→ What to do
1) Say whether each statement agrees with the text on print-run quality control, answering yes or no and quoting the words that decide it. (a) The 9mers hybridization uses mRNA from predefined cell lines. (b) QCHybs serve to check the accuracy of GAL files. (c) The 9-mers gpr files placed in the directory may come from different print-runs.
2) Write the next part of the text on print-run quality control, picking up right after its last line.

→ Passage to read
Spotted arrays print-run quality control
April 15, 2008
Agnes Paquet1, Andrea Barczak1, (Jean) Yee Hwa
Yang2
1. Department of Medicine, Functional Genomics Core Facility,
University of California, San Francisco
[email protected]
2. School of Mathematics and Statistics, University of Sydney, Australia
Content
This document describes the various functions provided in arrayQuality
that can be used to assess the quality of a print, before the slides
are used for an experiment. These functions are specifically designed
for random 9mers hybridization and QC hybridization only, which are
performed in facilities making their own arrays. Users interested in
assessing quality of any other type of array hybridization
quality control should refer to the basic user guide, which can be
accessed from the main online help page.
1. Print-run quality control
When a print-run is completed, it is necessary to verify the quality of
the resulting arrays. This can be done by using two kinds of
hybridization to the new slides. The first type of hybridization, which
we term “9mers hyb”, uses small oligonucleotides (random 9-mers), which
will hybridize to each probe. This hybridization will help to determine
the quality of spot morphology as well as the presence or absence of
spotted oligonucleotides. The resulting data will be used to create a
list of all missing spots.
The second type of hybridization, which we will term Quality Control
Hybridization (QCHyb), uses mRNA from predefined cell lines (e.g. liver
vs. pool, K562 vs. Human Universal Reference pool from Stratagene).
These hybridizations can be use as a more quantitative description of
the slides. The same comparison hybridizations are done for different
print-run, assessing their reproducibility. QCHybs are also used to
verify accuracy of GAL files, number of missing spots, binding
capacity, background signal intensity…
The arrayQuality package provides specific tools to help assess quality
of slides for both 9-mers and QC hybridization.
2. 9-mers hybridizations
In the package, the graphical function to assess 9mers hybridization
quality is PRv9mers(). It runs using one single command line script. To
use it:
- Copy all 9-mers hybridizations gpr files from the SAME print-run
(same GAL file) to a directory.
- Change R working directory to the one containing your gpr files using the R GUI menu.
- To load arrayQuality:
Type at the R prompt:
library(arrayQuality)

→ Given records
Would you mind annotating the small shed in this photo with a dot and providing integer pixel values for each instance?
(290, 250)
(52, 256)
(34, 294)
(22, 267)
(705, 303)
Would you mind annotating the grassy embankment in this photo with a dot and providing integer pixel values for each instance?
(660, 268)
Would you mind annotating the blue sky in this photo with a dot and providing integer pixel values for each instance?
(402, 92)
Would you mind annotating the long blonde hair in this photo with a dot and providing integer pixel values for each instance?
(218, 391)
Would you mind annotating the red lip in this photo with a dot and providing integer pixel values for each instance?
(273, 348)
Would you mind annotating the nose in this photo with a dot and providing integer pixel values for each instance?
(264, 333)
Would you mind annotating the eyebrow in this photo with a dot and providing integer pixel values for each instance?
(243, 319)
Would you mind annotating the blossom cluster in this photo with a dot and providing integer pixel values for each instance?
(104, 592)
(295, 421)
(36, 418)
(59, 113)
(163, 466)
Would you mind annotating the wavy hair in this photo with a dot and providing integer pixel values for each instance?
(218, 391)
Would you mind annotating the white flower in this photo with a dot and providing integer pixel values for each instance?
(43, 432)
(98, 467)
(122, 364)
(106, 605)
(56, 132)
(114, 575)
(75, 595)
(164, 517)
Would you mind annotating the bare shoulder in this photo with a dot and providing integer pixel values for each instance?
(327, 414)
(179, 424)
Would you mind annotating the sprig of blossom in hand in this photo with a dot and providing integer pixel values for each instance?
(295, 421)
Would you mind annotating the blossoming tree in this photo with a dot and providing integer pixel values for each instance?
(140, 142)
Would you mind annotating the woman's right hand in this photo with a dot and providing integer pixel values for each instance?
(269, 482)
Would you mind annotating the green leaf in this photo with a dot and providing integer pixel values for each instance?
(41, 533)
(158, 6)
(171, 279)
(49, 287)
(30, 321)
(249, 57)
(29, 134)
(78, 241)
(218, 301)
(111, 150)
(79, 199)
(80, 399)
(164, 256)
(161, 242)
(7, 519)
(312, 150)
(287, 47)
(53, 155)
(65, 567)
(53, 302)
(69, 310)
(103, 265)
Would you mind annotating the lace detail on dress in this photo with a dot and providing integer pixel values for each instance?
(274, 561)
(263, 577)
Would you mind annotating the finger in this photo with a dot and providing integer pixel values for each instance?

→ Answer section
1)
(a) No: "uses small oligonucleotides (random 9-mers), which will hybridize to each probe"
(b) Yes: "QCHybs are also used to verify accuracy of GAL files"
(c) No: "Copy all 9-mers hybridizations gpr files from the SAME print-run"

2)
- To run th function type:
PRv9mers(prname=”12Mm”).
The prname argument represents the name of your print-run. For more
details about other arguments, please refer to the online help file.
2.1 Results
PRv9mers() provides the following results:
- Diagnostic plots as image in .png format for each tested slide
- An Excel file (typically named 9Mm9mer.xls, where 9Mm is the name
of your print-run, as passed to prname) containing for each spot on the
slide:
- Name and ID of the spot
- The probability of being present or absent (p from EM
algorithm). If several files are tested together, you will have a
probability of being present/absent for each file.
A spot is considered absent if p < 0.5.
- The average probability of being present or absent.
- The raw signal intensity (Signal column) or average raw
signal intensity if several files are tested together for each spot.
- An Excel file (typically named 9MmMissing.xls, where 9Mm is the
name of your print-run, as passed to prname) containing information on
missing probes only:
- Name and ID of the spot
- The probability of being present or absent (p from EM
algorithm). If several files are tested together, you will have a
probability of being present/absent for each file.
A spot is considered absent if p < 0.5.
- The average probability of being present or absent.
- The raw signal intensity (Signal column) or average raw
signal intensity if several files are tested together for each spot.
- A text file (typically named 9MmQuickList.txt, where 9Mm is the
name of your print-run, as passed to prname) containing the missing
probes ids, each on a separate line. This file can be opened in any
word processing program.
2.2 Description of the diagnostic plots
Figure 1 shows an example from a typical 9-mers hybridization. This
image is divided in 5 panels
- The first column (left) represents boxplots of log intensity, by
plates (top) and by print-tip group (bottom). In this example, you will
notice on the boxplot by plates (top left corner) that plates 44 and 48
have lower intensity and wider range than the others. Both plates
contain mostly empty controls, as designed by Operon.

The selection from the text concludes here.